══ Information given ══

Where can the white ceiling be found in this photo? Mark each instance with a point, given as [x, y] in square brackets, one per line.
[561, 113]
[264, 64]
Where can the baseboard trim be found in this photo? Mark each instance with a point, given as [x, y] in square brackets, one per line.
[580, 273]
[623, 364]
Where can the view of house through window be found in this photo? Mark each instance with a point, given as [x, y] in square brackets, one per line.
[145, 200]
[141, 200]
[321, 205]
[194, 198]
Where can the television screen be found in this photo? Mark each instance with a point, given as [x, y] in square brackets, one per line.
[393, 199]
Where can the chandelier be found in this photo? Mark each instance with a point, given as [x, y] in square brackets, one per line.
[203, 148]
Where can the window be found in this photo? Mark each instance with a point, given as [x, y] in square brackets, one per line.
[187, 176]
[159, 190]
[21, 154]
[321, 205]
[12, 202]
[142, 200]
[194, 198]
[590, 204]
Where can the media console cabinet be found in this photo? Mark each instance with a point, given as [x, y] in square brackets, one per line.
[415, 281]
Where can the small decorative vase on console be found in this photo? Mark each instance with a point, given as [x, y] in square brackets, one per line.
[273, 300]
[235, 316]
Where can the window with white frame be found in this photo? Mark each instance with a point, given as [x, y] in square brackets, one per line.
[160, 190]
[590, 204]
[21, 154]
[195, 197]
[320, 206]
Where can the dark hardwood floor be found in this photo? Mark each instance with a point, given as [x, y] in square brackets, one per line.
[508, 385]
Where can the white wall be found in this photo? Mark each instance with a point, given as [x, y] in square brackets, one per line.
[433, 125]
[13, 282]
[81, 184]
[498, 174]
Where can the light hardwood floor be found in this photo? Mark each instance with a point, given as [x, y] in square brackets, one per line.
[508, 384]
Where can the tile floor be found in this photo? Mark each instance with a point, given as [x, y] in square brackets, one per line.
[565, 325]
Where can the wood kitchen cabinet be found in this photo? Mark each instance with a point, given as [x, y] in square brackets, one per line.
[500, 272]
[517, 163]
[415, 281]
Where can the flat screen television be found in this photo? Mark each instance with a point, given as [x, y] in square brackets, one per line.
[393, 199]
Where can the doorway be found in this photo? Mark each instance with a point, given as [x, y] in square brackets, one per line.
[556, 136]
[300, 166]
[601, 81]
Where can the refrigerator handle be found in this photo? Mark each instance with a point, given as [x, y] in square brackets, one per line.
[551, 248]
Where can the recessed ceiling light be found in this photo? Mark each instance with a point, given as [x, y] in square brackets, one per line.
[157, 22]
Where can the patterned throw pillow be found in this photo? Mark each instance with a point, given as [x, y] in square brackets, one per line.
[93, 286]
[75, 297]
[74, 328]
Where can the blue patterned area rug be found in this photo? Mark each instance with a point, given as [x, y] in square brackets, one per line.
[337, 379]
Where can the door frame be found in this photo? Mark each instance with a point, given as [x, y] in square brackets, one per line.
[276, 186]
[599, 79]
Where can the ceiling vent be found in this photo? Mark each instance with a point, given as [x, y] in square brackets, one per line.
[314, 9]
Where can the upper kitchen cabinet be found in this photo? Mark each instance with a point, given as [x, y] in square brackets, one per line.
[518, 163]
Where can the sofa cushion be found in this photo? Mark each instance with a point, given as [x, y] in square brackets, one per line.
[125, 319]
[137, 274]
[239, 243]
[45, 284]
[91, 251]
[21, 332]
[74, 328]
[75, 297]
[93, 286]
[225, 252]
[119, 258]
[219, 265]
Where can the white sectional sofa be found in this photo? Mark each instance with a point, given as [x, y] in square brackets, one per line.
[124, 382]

═══

- Your task:
Copy everything from the line containing "Where can the sofa" down to the end of the data above, switching every "photo" to "image" and leaving all else unchanged. Give back only those lines.

- Correct answer:
Where can the sofa cushion be found in this image? Mark each instance with a point, given as [x, y] in square brackets, one per line.
[125, 319]
[137, 274]
[239, 243]
[45, 284]
[91, 251]
[21, 332]
[74, 328]
[75, 297]
[93, 286]
[225, 252]
[119, 258]
[219, 265]
Where can the white sectional sofa be found in this image? Mark each instance with a point, given as [x, y] in square brackets, one per line.
[124, 382]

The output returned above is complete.